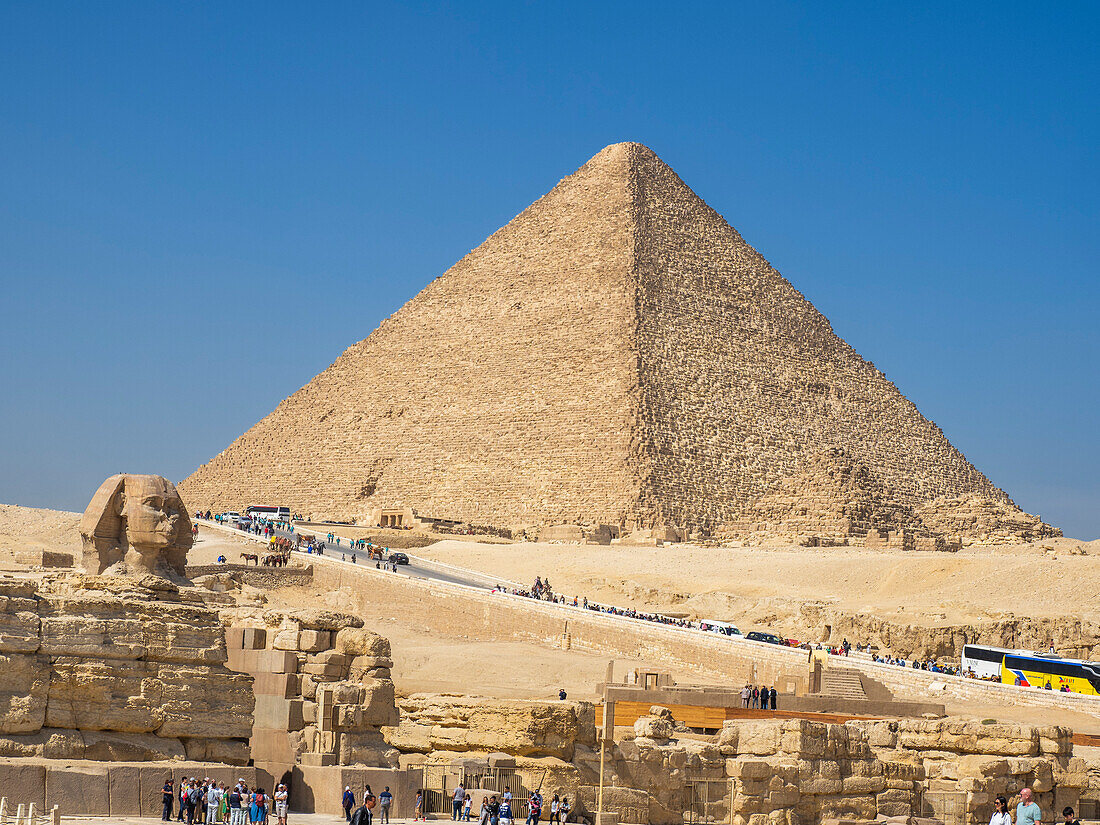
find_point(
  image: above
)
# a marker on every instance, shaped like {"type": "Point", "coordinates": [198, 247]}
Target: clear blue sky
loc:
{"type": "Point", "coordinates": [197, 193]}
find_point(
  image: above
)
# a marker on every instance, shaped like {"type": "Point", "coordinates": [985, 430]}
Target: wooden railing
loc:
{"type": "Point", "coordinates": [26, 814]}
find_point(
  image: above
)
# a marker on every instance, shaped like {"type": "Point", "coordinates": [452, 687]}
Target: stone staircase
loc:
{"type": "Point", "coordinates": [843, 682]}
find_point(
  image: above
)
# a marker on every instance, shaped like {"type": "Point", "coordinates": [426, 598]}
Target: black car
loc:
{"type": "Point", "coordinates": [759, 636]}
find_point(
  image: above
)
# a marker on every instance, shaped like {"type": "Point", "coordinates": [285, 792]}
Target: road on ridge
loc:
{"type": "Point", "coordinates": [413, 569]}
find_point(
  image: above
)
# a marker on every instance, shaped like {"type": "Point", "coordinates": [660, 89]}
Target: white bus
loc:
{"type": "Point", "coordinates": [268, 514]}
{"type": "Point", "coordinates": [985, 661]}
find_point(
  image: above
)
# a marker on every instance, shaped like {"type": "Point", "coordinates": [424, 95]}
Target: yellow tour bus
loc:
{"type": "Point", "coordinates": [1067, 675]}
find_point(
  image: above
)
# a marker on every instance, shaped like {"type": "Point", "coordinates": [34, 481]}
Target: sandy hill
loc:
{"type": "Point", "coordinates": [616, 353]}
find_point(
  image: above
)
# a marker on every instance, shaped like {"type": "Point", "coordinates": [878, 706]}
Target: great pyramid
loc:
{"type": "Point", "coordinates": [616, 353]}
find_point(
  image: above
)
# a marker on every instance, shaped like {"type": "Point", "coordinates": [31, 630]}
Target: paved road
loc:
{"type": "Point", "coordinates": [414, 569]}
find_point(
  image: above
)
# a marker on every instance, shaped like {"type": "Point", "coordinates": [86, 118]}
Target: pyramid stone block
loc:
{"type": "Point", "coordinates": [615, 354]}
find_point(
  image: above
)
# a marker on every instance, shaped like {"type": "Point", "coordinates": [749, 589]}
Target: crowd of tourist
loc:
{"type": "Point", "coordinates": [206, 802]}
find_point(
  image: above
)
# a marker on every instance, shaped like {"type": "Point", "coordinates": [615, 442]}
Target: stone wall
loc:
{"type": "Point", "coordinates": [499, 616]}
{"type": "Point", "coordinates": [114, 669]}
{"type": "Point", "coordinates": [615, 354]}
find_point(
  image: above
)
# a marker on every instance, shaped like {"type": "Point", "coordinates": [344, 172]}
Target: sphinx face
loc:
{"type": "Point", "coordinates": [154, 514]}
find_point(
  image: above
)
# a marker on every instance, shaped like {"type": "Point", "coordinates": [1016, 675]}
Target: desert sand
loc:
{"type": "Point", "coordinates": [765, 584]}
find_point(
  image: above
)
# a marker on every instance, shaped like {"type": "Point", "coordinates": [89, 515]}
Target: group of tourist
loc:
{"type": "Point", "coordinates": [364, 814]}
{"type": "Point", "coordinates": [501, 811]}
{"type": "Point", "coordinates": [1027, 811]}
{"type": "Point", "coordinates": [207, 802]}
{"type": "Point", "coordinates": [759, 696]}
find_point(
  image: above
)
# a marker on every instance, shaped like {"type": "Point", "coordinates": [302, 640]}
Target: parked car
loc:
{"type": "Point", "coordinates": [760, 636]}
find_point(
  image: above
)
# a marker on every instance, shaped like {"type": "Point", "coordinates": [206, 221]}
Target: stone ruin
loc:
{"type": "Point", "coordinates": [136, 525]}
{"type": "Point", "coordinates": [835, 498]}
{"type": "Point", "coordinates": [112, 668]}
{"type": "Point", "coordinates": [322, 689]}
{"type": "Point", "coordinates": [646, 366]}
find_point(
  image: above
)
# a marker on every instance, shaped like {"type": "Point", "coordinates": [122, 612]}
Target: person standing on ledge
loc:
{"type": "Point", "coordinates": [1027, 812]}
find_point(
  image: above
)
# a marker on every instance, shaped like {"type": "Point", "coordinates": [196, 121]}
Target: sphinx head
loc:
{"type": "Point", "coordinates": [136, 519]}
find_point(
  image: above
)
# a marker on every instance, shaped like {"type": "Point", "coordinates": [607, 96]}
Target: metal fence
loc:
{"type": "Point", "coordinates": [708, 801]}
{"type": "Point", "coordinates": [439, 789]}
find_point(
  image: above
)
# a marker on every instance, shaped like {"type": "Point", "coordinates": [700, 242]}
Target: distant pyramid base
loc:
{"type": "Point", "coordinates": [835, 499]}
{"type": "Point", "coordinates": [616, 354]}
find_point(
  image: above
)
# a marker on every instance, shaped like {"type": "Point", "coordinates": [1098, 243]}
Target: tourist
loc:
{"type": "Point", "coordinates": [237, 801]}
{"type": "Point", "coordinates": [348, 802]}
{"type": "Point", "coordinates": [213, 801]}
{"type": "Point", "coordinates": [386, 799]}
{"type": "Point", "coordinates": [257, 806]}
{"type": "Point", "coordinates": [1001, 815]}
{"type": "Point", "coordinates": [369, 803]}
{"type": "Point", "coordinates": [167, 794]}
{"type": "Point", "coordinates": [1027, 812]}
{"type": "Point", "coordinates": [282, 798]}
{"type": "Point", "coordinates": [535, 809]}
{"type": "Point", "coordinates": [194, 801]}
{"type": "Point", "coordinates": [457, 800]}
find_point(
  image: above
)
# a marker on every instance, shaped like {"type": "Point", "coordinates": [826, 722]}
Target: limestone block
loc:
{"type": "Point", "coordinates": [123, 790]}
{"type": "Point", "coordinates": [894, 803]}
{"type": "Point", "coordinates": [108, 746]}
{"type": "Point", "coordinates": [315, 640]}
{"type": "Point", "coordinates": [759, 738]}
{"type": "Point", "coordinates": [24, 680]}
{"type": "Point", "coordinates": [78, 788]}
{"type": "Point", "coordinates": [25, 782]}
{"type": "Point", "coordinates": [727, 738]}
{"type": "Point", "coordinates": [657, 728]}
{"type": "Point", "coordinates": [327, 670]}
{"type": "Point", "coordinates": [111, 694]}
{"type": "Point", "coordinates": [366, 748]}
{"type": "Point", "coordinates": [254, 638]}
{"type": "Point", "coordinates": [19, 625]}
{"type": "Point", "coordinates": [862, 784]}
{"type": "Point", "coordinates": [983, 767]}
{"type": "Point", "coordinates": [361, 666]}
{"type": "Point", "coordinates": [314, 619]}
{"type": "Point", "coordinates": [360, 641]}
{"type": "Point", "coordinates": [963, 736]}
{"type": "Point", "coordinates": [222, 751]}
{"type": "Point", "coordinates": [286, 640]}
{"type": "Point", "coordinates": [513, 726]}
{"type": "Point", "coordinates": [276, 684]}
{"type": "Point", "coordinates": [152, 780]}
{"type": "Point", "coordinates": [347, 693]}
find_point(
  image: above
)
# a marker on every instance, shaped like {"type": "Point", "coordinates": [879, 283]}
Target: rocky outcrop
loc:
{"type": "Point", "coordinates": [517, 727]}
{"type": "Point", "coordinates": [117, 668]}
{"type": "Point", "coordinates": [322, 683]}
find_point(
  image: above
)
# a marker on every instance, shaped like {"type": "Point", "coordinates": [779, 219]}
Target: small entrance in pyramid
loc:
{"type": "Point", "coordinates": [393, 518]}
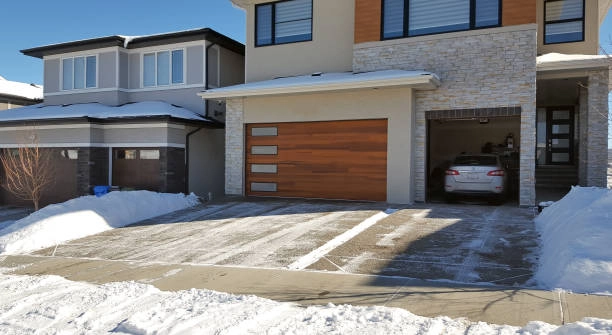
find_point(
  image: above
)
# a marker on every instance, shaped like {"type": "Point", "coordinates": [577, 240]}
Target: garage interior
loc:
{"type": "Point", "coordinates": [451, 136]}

● ● ● ● ●

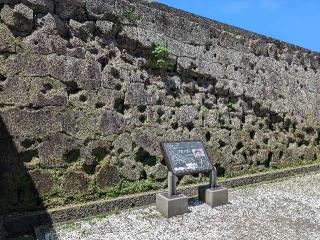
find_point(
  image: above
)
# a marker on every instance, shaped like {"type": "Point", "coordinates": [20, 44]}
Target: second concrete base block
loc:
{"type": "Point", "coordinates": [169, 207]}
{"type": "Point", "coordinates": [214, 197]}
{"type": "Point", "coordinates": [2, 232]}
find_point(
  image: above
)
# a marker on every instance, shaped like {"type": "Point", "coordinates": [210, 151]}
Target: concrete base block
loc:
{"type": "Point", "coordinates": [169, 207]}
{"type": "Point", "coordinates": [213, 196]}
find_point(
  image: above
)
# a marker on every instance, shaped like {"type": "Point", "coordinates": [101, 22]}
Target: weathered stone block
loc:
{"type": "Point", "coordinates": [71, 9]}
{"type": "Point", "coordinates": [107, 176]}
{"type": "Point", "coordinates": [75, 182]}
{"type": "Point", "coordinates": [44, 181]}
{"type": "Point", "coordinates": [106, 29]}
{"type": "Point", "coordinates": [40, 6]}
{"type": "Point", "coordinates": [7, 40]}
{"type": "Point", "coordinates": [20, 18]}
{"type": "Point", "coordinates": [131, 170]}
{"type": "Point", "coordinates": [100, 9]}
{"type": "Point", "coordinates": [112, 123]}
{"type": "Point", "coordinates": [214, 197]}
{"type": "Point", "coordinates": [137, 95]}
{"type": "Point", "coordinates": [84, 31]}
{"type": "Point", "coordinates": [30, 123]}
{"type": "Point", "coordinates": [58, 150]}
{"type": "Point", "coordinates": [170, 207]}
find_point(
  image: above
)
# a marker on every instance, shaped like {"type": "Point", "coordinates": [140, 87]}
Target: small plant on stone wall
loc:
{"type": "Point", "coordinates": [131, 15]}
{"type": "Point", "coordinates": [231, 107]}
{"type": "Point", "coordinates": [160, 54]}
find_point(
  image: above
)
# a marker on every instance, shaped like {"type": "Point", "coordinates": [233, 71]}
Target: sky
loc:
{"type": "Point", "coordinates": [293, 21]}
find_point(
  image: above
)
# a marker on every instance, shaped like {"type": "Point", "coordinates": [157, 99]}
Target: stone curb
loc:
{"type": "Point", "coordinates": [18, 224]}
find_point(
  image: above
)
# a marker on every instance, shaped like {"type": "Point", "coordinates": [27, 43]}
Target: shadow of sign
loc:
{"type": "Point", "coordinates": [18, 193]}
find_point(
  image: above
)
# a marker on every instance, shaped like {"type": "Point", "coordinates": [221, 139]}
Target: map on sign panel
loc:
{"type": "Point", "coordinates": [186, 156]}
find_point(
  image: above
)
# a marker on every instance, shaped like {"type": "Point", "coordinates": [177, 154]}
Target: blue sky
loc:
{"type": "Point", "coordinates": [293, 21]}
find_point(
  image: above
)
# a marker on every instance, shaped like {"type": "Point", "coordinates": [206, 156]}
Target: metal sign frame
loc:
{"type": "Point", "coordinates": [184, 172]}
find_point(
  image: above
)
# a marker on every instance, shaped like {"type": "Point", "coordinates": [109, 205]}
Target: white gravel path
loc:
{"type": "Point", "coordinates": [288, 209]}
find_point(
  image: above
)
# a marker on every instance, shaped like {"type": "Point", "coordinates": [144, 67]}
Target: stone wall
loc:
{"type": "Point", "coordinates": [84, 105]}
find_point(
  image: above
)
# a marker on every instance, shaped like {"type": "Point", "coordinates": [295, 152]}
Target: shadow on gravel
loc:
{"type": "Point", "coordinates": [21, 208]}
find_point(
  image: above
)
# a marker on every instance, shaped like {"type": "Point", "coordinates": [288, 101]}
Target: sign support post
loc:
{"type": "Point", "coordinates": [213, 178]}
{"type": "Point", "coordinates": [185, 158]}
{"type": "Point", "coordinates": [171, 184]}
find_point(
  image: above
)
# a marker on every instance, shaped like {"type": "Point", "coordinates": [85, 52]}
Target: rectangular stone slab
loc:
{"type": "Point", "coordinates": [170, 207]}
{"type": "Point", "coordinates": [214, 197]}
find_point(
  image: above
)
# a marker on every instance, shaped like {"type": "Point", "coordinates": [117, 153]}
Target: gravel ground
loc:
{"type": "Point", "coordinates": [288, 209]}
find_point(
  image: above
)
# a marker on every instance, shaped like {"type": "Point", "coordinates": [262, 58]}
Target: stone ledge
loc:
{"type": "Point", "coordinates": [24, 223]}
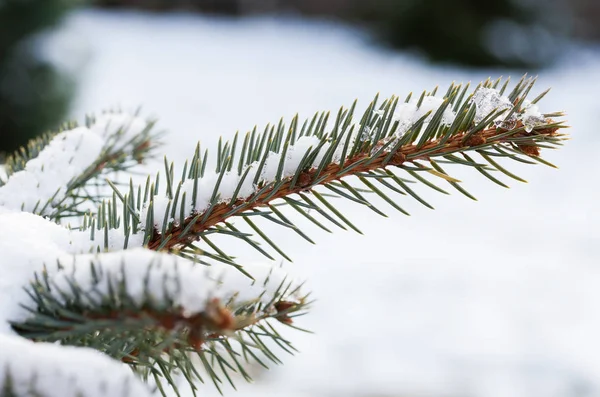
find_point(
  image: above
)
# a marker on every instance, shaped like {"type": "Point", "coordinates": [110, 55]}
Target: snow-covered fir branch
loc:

● ● ● ● ●

Pull out each line in the records above that contains the word "sign" and list those lines.

Target: shadow of sign
Target: map on sign panel
Target: metal sign frame
Target: sign support post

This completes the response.